:: DATA EXTRACTS ::

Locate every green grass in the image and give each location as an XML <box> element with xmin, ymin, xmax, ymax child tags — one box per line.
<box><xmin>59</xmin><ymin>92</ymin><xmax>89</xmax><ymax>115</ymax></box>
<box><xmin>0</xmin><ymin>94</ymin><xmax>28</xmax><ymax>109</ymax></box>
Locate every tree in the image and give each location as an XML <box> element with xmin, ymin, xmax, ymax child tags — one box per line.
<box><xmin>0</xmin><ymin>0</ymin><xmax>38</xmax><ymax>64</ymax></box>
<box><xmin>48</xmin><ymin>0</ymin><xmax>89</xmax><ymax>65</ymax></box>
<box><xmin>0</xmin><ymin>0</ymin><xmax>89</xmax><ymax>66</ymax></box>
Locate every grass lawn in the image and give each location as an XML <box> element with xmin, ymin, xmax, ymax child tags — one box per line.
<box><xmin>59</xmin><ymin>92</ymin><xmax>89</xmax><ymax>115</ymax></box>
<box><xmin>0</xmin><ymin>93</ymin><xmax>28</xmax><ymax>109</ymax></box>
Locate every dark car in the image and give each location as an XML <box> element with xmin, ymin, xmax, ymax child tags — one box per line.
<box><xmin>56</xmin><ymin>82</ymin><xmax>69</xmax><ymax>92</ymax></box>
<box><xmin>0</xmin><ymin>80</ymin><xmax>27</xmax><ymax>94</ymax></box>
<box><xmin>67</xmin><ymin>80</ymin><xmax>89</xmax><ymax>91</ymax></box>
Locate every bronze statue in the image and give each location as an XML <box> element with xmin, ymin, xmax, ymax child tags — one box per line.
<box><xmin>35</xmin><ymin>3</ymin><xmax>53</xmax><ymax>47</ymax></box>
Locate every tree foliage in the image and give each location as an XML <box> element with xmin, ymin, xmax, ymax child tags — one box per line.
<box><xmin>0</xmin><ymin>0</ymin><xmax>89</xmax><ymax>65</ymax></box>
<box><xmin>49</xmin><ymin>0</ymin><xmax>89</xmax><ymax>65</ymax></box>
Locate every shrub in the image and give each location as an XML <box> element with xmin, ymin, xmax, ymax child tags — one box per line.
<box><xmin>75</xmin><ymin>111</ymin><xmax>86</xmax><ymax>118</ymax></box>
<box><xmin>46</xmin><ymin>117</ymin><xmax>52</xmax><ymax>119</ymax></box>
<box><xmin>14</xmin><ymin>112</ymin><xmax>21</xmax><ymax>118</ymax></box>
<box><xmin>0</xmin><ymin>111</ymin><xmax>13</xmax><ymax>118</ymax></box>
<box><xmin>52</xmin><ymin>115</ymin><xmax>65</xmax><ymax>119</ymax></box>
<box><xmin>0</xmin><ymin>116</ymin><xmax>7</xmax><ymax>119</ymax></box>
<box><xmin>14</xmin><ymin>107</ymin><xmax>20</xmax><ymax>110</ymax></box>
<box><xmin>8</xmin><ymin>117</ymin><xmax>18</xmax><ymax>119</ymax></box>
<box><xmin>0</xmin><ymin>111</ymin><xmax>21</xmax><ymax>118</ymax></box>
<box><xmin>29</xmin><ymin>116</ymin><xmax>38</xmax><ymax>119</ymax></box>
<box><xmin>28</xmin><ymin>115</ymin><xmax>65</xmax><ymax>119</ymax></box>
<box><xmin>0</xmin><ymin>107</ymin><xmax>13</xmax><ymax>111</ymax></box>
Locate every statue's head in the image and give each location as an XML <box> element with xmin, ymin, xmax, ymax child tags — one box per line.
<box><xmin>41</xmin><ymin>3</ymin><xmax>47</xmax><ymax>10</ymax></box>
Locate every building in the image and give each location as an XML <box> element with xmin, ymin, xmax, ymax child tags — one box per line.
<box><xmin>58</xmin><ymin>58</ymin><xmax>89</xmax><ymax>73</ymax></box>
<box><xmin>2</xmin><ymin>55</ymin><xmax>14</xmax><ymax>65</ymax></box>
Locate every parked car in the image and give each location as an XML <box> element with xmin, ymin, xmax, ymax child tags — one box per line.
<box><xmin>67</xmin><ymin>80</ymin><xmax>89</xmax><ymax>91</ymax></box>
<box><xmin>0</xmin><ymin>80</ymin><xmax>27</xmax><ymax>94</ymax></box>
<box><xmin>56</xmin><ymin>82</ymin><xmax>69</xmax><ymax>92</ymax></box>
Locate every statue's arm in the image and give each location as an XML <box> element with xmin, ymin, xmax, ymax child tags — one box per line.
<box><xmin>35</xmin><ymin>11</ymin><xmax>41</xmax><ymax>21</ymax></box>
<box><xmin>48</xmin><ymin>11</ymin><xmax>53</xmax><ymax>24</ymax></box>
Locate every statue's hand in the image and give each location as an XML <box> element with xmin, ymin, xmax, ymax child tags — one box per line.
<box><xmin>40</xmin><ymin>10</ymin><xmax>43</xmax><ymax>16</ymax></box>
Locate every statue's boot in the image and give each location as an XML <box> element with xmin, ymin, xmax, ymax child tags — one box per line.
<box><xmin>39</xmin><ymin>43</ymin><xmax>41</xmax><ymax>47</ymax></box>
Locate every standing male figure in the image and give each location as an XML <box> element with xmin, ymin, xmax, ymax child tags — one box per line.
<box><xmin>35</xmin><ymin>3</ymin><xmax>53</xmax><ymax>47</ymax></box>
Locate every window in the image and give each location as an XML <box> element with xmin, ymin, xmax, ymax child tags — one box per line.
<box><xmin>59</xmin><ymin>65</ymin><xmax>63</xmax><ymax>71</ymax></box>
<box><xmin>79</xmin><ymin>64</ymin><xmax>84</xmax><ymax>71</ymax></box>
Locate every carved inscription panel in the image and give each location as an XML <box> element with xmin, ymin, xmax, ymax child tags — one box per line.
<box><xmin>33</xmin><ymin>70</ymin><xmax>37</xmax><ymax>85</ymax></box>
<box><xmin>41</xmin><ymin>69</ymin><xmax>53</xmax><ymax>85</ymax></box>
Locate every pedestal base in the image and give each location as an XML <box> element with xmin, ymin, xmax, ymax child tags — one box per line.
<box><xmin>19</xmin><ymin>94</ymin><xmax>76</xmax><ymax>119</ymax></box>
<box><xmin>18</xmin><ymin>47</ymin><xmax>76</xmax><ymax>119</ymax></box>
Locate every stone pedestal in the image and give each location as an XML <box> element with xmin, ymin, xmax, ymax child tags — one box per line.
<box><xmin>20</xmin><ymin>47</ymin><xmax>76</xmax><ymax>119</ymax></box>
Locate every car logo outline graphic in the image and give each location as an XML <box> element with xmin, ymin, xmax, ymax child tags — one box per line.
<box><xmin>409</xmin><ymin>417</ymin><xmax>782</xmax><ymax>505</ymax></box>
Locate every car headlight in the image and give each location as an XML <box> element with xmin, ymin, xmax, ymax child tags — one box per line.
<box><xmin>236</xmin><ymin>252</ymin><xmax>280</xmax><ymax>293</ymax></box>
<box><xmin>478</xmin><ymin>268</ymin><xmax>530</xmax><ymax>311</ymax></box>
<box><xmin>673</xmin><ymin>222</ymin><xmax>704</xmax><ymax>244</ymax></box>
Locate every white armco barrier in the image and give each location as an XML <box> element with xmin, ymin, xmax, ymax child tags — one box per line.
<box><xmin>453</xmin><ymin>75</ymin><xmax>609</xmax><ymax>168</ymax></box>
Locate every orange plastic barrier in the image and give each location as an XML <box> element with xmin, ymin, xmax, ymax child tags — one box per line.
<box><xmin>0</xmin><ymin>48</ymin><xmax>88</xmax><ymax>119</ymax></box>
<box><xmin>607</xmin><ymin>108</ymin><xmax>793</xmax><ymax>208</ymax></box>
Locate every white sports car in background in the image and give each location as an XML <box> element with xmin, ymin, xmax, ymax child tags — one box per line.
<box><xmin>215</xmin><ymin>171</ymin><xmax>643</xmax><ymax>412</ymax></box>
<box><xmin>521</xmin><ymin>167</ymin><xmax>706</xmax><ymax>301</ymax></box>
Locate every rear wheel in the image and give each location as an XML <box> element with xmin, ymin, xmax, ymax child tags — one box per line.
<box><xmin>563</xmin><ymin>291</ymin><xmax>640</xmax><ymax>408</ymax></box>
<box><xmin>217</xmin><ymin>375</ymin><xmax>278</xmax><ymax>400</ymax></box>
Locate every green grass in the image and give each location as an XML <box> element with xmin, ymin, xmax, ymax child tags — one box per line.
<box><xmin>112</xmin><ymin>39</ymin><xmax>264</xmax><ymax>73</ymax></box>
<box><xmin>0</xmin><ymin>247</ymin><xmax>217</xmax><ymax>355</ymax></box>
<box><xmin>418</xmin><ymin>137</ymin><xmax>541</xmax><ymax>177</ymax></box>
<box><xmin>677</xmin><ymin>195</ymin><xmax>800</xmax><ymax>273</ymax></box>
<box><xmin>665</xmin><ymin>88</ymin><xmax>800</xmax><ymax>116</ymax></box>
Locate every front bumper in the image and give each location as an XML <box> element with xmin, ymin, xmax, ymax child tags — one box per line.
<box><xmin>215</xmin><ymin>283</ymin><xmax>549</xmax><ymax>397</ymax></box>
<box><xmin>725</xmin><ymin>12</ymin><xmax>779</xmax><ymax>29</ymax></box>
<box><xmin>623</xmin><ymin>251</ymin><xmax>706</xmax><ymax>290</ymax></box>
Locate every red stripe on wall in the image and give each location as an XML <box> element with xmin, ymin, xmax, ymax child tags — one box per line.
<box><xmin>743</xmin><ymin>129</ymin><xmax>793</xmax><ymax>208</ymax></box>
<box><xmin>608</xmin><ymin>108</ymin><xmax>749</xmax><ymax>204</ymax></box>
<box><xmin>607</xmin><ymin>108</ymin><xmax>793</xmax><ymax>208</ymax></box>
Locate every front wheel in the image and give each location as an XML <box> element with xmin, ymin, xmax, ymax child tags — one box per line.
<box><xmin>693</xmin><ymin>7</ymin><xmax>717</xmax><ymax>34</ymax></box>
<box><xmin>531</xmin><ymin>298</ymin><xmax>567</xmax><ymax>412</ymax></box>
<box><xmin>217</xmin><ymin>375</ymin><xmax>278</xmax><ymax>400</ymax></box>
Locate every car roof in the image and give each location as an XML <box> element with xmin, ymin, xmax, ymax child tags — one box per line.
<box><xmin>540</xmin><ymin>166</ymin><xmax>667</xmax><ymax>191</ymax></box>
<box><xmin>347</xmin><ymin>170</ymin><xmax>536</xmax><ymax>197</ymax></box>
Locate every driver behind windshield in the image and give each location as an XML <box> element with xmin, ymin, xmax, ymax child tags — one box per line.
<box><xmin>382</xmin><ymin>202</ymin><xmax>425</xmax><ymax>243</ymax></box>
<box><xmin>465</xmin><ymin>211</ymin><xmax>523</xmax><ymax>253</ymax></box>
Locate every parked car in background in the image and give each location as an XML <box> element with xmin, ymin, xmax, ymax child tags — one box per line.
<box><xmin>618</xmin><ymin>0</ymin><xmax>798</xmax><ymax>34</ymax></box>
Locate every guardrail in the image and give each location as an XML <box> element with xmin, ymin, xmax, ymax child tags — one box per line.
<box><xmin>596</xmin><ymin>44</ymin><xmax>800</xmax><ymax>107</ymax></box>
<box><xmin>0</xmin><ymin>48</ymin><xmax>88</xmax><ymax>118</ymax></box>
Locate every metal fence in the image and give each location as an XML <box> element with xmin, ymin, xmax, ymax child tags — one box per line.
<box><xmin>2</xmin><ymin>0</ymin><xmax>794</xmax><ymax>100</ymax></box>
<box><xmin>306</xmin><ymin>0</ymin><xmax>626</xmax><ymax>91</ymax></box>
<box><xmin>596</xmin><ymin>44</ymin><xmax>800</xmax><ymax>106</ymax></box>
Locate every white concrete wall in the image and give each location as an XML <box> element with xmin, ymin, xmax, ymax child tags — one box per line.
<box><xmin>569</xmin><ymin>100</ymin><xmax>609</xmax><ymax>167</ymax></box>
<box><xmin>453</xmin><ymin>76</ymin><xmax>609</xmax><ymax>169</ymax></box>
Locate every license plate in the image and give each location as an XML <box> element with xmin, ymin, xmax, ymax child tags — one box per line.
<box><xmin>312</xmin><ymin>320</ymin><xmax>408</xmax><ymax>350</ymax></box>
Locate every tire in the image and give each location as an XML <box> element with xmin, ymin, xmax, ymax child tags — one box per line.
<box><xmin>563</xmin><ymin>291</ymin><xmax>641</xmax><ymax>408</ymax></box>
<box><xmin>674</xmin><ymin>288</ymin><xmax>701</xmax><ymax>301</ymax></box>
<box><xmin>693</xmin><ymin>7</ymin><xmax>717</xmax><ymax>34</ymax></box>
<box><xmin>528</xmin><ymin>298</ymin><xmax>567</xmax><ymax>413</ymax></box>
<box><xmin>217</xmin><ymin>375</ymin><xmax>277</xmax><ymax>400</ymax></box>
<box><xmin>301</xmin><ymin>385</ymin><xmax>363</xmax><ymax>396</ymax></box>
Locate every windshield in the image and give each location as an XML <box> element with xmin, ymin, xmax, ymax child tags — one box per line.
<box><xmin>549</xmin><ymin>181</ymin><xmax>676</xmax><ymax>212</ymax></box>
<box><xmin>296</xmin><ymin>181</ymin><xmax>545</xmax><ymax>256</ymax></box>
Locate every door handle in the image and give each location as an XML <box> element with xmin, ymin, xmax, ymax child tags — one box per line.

:::

An exact copy is needed of the closing lines of the entries above, counting from the one that contains "Locate every metal" and including it and the last.

• _RESPONSE TO THIS TASK_
Locate every metal fence in the image and give each location as an XML <box> element with xmin, ymin, xmax, ymax child tags — one box per line.
<box><xmin>2</xmin><ymin>0</ymin><xmax>794</xmax><ymax>100</ymax></box>
<box><xmin>306</xmin><ymin>0</ymin><xmax>626</xmax><ymax>91</ymax></box>
<box><xmin>596</xmin><ymin>44</ymin><xmax>800</xmax><ymax>106</ymax></box>
Locate every white concrete wall in the image and give each location as an XML <box> element with xmin, ymin, xmax, ymax child tags — one box per line.
<box><xmin>569</xmin><ymin>100</ymin><xmax>609</xmax><ymax>167</ymax></box>
<box><xmin>453</xmin><ymin>76</ymin><xmax>609</xmax><ymax>169</ymax></box>
Locate every license plate in the image and give each location as an XML <box> element with xmin, ymin, xmax, ymax child tags — one box per line.
<box><xmin>312</xmin><ymin>320</ymin><xmax>408</xmax><ymax>350</ymax></box>
Locate every tire in the image and give each location as an XML <box> element with xmin, ymin, xmax, ymax child tags — one box per line.
<box><xmin>563</xmin><ymin>291</ymin><xmax>641</xmax><ymax>408</ymax></box>
<box><xmin>674</xmin><ymin>288</ymin><xmax>701</xmax><ymax>301</ymax></box>
<box><xmin>693</xmin><ymin>7</ymin><xmax>717</xmax><ymax>34</ymax></box>
<box><xmin>528</xmin><ymin>298</ymin><xmax>567</xmax><ymax>413</ymax></box>
<box><xmin>217</xmin><ymin>375</ymin><xmax>277</xmax><ymax>400</ymax></box>
<box><xmin>301</xmin><ymin>385</ymin><xmax>363</xmax><ymax>396</ymax></box>
Locate every windshield in the image and give each location as an XML <box> element with xmin, ymin, xmax, ymax child tags — one box per line.
<box><xmin>549</xmin><ymin>181</ymin><xmax>676</xmax><ymax>212</ymax></box>
<box><xmin>296</xmin><ymin>181</ymin><xmax>545</xmax><ymax>256</ymax></box>
Locate every door handle in the image and give each location as an XML <box> element with xmin, ymin, xmax, ymax child tags — one box per line.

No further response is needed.